Задача: Какое стихотворение, по словам отрывка о событиях конца 1917 года, Ахматова прочла на митинге в защиту свободы слова 27 ноября?

Фрагмент документа:
====
Город захлестнула волна всевозможных национализаций, принудительных мобилизаций, реквизиций; захватила стихия погромов, грабежей, гонений, арестов и убийств.

На 28 ноября 1917 года было назначено открытие Всероссийского учредительного собрания. Оно должно было стать вехой в развитии дальнейших политических событий. Учредительное собрание ждали с первых дней после февральских событий, с ним были связаны надежды русского общества на осуществление демократических реформ.

На митинге в защиту свободы слова 27 ноября, организованном накануне несостоявшегося открытия Учредительного собрания, Ахматова читала "Молитву", написанную еще в 14 году, ныне звучавшую как молитва за Россию в ее новых испытаниях. Слова о "туче над темной Россией" приобрели новое значение. Ощущение "томительных дней" и длящейся напряженной тревоги в стихах Ахматовой позволило Мандельштаму назвать ее Кассандрой.

И в декабре семнадцатого года
Все потеряли мы, любя;
Один ограблен волею народа,
Другой ограбил сам себя…
Когда-нибудь в столице шалой,
На скифском празднике, на берегу Невы,

Сорвут платок с прекрасной головы.

Это стихотворение Мандельштама опубликовано 31 декабря 1917 года в газете "Воля народу" 74.
====
Извлечённые записи:

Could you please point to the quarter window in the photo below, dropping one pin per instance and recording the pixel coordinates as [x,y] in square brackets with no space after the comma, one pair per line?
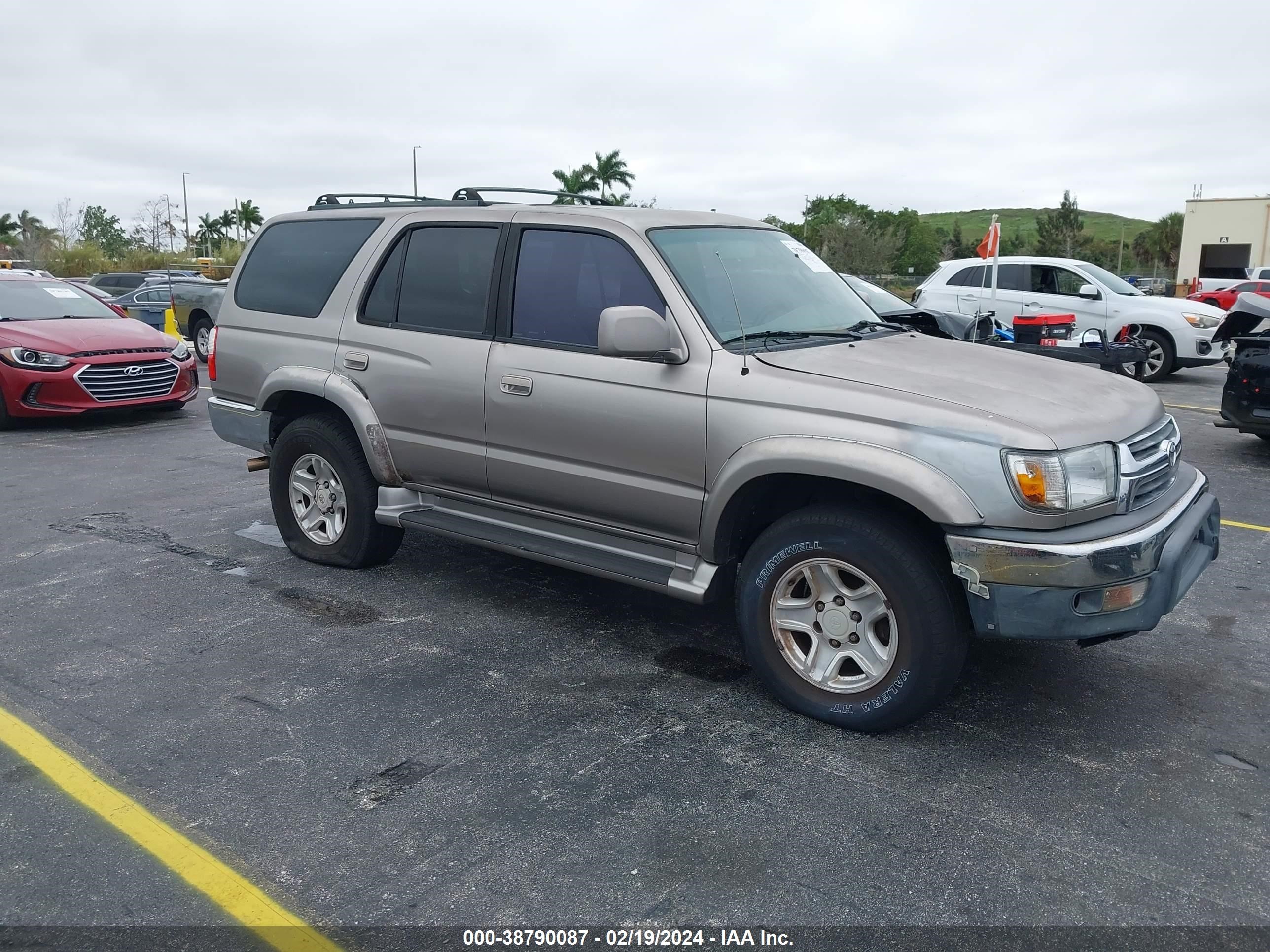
[437,280]
[295,265]
[565,278]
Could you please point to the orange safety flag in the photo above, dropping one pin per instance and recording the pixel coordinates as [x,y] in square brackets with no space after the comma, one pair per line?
[991,241]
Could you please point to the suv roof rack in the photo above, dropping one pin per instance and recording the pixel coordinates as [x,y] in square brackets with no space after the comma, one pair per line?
[464,196]
[474,195]
[375,200]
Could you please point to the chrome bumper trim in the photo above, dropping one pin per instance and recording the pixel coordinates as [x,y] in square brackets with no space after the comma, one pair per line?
[1075,565]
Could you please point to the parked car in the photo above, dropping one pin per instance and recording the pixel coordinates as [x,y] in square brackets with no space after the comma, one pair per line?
[1246,395]
[196,304]
[1235,277]
[64,352]
[893,307]
[676,399]
[1226,298]
[1178,333]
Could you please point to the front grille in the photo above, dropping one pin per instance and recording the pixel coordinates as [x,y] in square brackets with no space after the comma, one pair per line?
[125,351]
[112,381]
[1148,464]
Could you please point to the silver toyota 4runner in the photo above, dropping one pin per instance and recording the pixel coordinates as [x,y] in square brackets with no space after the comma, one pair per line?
[687,402]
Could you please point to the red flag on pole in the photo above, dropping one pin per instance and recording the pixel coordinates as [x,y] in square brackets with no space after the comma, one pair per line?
[991,243]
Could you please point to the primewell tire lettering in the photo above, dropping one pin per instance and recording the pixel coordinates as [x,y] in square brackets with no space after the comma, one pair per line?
[781,556]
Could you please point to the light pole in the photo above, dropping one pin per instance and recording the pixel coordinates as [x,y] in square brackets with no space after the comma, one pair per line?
[184,197]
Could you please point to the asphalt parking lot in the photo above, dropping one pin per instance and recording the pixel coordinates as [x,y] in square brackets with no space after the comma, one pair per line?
[460,738]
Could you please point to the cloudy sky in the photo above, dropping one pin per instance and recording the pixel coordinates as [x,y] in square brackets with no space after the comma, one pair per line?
[744,106]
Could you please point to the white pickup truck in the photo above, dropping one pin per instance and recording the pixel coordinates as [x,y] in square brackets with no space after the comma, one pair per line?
[1262,273]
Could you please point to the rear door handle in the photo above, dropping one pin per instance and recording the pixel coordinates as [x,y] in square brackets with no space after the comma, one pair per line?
[517,386]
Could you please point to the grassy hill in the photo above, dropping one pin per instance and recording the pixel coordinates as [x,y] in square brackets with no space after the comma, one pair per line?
[1104,226]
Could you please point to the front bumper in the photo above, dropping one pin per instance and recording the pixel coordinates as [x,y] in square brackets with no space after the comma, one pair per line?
[1034,591]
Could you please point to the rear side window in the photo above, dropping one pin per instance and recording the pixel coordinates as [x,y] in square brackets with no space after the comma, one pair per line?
[437,278]
[565,278]
[295,265]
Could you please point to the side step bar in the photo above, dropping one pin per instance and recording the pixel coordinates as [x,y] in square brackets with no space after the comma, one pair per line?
[643,564]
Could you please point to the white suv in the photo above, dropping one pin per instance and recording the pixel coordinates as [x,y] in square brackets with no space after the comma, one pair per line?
[1179,332]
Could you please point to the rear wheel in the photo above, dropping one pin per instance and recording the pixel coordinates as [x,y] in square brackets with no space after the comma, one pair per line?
[324,497]
[1161,356]
[849,618]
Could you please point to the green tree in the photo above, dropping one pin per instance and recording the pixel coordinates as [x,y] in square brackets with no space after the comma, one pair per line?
[102,229]
[579,182]
[920,249]
[1058,233]
[30,226]
[248,216]
[609,170]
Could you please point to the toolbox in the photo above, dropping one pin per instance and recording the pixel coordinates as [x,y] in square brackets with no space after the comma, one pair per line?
[1044,329]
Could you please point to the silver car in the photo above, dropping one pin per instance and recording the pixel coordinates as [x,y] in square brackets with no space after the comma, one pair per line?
[695,404]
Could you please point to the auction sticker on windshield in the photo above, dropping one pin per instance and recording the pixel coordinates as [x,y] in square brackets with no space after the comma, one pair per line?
[806,256]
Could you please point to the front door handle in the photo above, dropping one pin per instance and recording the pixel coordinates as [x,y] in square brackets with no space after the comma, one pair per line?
[517,386]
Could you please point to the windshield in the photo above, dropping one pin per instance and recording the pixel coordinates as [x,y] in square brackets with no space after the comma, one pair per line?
[47,300]
[882,301]
[1113,283]
[774,282]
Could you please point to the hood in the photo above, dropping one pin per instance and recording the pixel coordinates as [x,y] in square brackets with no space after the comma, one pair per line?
[1072,404]
[1165,305]
[74,337]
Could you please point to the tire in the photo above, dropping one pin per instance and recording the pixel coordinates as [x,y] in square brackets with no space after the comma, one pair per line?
[356,541]
[199,332]
[916,603]
[1167,356]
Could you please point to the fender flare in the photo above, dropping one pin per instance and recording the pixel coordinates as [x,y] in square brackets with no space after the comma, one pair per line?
[889,471]
[350,398]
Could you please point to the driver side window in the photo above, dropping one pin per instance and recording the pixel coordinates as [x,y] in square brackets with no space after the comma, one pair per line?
[1052,280]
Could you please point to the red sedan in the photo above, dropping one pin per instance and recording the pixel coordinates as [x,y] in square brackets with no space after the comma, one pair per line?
[63,352]
[1225,298]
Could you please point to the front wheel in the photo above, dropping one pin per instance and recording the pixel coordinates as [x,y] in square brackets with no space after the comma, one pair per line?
[324,497]
[851,618]
[1161,356]
[202,337]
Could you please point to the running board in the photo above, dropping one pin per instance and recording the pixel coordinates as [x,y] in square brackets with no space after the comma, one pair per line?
[636,563]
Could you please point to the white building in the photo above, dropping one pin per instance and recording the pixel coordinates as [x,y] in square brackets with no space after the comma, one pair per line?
[1225,237]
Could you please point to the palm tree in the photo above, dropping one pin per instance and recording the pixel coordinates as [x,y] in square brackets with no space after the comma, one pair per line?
[249,216]
[30,226]
[610,170]
[579,182]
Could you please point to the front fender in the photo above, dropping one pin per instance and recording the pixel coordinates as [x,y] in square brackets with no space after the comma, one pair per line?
[906,477]
[350,398]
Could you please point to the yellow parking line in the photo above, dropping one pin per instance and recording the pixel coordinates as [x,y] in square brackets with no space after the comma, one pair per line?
[1192,407]
[1245,526]
[196,866]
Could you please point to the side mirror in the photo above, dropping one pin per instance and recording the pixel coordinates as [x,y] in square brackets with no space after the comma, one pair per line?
[638,333]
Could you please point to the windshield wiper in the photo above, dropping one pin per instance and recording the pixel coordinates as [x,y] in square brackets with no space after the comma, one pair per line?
[792,336]
[877,325]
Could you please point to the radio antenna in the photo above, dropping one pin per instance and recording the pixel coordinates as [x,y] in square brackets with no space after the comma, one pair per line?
[744,344]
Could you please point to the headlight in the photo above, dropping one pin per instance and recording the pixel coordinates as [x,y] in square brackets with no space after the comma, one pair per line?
[1202,320]
[34,360]
[1063,483]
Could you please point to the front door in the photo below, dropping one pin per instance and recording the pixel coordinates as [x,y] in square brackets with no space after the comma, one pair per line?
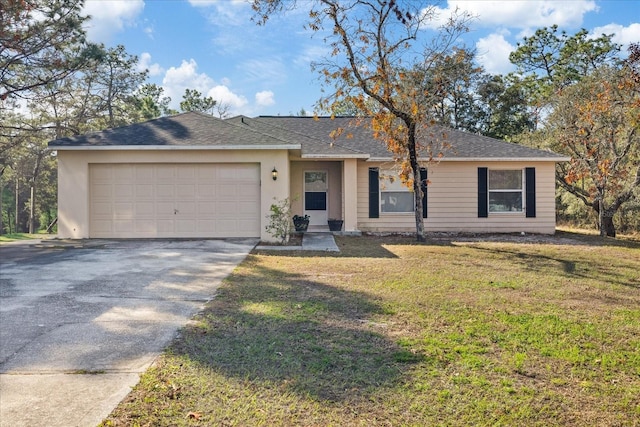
[315,197]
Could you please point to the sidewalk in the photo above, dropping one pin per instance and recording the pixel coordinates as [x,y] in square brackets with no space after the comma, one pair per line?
[323,242]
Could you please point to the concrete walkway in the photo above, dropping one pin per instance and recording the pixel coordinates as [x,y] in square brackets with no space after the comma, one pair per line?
[323,242]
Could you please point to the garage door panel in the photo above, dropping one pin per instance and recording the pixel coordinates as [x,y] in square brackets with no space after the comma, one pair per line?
[165,191]
[185,191]
[175,200]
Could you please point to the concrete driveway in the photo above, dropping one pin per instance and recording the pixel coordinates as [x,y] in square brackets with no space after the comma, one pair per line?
[81,320]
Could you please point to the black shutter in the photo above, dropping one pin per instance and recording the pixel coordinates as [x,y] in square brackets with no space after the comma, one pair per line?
[530,190]
[483,193]
[374,193]
[423,185]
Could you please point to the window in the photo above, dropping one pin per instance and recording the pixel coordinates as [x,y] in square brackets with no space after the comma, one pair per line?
[505,191]
[394,195]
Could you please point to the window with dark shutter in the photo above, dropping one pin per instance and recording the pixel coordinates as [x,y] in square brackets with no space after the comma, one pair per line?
[483,195]
[374,190]
[530,190]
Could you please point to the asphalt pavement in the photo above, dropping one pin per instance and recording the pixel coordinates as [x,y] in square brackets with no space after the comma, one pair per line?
[81,320]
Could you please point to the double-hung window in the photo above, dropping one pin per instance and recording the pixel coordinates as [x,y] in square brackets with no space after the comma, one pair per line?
[505,191]
[395,197]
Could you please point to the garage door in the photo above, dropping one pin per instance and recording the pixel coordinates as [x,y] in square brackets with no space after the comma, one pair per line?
[174,200]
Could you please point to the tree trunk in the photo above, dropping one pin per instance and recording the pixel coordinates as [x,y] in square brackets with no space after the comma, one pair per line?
[32,208]
[605,219]
[415,167]
[1,194]
[17,204]
[608,226]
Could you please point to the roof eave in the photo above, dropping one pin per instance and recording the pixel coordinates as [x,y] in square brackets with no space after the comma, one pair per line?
[172,147]
[483,159]
[333,156]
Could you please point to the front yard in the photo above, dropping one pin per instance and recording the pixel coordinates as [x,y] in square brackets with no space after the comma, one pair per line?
[515,331]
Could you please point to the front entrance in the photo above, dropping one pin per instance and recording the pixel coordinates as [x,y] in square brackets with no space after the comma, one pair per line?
[315,197]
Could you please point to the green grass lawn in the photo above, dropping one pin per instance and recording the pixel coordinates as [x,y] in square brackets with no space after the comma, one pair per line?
[515,331]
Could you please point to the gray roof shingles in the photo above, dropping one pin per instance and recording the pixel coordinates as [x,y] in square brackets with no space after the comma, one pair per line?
[188,130]
[312,134]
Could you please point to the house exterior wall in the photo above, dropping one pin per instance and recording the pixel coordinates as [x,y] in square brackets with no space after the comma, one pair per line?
[334,197]
[452,201]
[73,179]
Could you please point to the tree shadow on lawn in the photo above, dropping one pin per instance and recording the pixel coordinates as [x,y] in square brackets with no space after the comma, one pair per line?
[612,271]
[306,337]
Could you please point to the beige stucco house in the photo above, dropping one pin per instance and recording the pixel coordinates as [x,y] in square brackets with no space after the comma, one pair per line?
[196,176]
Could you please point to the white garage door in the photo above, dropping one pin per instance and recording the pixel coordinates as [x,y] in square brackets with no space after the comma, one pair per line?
[174,200]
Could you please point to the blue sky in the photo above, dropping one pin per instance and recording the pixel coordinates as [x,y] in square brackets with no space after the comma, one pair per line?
[214,47]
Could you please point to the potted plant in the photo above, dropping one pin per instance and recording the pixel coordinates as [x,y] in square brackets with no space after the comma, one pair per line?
[301,223]
[335,224]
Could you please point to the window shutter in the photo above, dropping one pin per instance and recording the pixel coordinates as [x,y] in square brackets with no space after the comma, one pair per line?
[530,190]
[374,193]
[423,184]
[483,193]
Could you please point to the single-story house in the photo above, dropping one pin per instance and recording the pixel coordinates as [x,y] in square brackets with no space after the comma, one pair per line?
[196,176]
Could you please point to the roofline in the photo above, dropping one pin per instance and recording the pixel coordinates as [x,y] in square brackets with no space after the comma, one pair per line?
[172,147]
[333,156]
[482,159]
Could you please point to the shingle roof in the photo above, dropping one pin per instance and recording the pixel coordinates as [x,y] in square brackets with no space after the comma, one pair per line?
[311,135]
[188,129]
[455,144]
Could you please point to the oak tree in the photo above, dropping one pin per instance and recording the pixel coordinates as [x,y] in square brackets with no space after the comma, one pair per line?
[375,47]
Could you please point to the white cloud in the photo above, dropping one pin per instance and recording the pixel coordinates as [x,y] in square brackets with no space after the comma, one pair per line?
[186,76]
[265,98]
[519,14]
[110,17]
[224,96]
[145,64]
[622,35]
[493,54]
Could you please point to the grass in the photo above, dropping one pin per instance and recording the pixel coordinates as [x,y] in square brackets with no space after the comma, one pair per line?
[458,331]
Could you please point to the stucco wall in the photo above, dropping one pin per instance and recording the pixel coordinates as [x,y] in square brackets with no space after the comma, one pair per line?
[453,201]
[73,179]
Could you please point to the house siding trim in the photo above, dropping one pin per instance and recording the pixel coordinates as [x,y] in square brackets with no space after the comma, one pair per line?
[453,202]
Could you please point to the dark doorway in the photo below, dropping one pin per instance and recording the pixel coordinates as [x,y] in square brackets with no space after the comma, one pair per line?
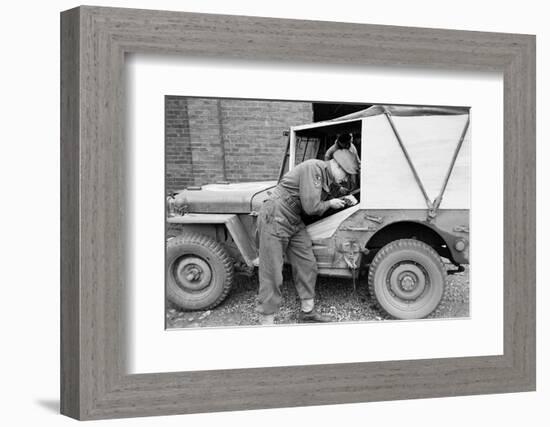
[327,111]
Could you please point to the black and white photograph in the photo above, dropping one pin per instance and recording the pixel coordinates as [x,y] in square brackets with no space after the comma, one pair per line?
[308,212]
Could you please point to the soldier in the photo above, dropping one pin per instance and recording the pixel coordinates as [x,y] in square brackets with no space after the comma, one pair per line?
[305,189]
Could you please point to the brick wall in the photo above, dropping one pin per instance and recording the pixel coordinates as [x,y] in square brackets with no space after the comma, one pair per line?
[209,139]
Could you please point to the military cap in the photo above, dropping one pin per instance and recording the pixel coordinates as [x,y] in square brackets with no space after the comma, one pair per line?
[347,161]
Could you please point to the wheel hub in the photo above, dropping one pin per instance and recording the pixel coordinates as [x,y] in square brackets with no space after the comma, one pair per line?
[192,273]
[407,281]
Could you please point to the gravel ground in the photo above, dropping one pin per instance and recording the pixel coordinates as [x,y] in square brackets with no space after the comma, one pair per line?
[335,297]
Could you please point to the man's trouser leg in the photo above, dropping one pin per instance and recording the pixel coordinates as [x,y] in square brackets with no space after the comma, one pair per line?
[270,271]
[304,265]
====
Ответ на задачу: Ахматова прочла «Молитву».